Excerpt provided =>

-*-*-

The third prominent feature in the social condition of the Greek population is the existence of a military caste called Palikars. These palikars are nothing more than the armed followers of certain military chiefs who have secured to themselves an acknowledged position and regular pay in the Greek kingdom. The palikars wear the Albanian dress, and pretend to be professional soldiers, though neither they nor their leaders know anything of military tactics or discipline. A small number only are composed of the survivors of the irregular troops of the revolutionary war. The greater part consists of idle young men who are incapable of learning a trade, and disinclined to submit to discipline. The utter uselessness of the palikars in military operations was displayed in the ease with which they were defeated and dispersed by Fuad Effendi. These armed bands, however, though they are useless against an enemy, are extremely dangerous to the native peasantry. They march about the Greek kingdom from one end to the other, living at free quarters on the villagers, and consuming annually as large a portion of the produce of the soil as is paid to the central government in the shape of land-tax. In some disturbances which took place in the island of Euboea they were said to have consumed, in forced contributions from the agricultural population, nearly one-third of the whole annual produce of the island.

-*-*-

Recorded data =>
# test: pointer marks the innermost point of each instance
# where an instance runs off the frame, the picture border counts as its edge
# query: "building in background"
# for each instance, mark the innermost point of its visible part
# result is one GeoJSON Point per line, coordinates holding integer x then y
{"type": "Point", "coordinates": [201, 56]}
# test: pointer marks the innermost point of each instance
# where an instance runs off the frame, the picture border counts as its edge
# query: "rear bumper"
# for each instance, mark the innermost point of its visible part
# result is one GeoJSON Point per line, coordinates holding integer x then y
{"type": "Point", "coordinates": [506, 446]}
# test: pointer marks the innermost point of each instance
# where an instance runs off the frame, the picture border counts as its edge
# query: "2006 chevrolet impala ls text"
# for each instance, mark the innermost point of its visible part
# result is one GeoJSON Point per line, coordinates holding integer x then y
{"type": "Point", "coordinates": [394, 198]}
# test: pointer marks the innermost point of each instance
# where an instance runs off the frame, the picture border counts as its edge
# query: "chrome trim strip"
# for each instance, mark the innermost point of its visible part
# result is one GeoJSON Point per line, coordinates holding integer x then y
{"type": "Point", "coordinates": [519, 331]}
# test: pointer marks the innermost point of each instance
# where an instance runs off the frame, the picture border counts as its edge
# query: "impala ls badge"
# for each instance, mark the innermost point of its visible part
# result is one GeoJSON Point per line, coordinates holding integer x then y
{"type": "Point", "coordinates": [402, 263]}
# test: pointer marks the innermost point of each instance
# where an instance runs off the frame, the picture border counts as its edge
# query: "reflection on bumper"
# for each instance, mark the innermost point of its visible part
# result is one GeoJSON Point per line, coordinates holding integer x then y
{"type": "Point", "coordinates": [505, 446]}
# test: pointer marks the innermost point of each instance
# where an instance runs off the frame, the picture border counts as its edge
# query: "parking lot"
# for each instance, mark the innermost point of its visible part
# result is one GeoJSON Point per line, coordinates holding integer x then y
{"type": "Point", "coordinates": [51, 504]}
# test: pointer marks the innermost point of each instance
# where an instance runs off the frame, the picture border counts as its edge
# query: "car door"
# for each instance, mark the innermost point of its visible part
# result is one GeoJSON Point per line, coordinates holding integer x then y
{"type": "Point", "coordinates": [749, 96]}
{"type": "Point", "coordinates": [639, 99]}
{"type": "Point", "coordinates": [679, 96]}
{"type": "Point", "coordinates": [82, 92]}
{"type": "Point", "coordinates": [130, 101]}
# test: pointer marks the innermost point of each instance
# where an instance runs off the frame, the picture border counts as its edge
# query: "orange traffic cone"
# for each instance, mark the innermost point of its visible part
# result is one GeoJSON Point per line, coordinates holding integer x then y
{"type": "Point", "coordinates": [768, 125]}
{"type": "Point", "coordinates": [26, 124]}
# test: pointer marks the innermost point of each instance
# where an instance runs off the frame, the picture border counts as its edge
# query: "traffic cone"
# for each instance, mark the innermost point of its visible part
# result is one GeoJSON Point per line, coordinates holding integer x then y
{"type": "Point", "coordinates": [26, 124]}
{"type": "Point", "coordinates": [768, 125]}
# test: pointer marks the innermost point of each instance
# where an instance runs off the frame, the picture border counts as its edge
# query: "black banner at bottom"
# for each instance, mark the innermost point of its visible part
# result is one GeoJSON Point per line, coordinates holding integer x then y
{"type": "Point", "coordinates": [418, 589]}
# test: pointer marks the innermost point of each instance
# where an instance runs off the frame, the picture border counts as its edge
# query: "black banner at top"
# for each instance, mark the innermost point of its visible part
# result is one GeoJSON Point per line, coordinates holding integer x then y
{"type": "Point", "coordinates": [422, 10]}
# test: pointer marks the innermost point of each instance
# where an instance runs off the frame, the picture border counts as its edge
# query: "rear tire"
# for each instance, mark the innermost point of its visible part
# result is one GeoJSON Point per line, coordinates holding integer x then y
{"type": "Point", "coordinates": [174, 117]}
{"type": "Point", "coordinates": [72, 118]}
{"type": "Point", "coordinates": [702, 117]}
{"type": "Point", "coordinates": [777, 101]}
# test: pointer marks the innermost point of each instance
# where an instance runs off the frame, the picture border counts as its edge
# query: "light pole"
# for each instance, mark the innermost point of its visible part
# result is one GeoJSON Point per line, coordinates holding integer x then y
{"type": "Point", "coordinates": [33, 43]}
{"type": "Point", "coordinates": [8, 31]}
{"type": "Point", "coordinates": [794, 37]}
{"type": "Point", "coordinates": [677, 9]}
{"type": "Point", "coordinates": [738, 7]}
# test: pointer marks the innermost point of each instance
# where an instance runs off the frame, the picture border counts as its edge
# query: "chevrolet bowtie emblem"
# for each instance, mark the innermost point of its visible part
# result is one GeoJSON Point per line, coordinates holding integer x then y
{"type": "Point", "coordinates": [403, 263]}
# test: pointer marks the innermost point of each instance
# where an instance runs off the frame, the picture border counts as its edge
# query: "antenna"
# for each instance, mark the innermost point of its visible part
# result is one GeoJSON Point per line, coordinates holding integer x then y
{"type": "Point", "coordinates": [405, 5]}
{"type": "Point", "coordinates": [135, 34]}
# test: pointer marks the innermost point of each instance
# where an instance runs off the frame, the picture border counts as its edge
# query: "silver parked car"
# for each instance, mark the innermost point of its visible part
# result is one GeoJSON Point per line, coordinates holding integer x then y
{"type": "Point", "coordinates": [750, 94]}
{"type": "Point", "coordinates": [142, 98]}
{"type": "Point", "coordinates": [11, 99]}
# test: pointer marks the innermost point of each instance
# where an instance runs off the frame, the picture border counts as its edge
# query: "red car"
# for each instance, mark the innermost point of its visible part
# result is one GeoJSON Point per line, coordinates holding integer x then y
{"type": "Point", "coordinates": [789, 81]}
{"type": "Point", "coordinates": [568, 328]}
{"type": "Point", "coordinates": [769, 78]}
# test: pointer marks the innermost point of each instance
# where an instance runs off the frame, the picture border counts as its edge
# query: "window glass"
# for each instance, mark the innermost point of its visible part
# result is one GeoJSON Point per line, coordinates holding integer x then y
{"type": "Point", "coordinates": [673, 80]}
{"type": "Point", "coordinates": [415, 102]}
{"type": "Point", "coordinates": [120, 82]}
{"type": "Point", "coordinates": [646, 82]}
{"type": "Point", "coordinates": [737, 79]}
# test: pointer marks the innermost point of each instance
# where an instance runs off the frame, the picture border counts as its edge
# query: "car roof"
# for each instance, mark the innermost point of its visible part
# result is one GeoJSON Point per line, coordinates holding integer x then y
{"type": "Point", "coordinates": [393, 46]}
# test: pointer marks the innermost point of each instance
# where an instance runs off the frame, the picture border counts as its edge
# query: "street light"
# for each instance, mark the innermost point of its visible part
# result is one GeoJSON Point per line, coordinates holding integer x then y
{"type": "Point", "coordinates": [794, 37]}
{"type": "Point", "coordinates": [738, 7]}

-*-*-

Direction =>
Answer from the passage on the palikars above:
(a) What dress do the palikars wear?
(b) Who defeated and dispersed them?
(c) In the Euboea disturbances, how much of the island's annual produce were they said to have consumed?

Correct response =>
(a) The Albanian dress.
(b) Fuad Effendi.
(c) Nearly one-third of the whole annual produce.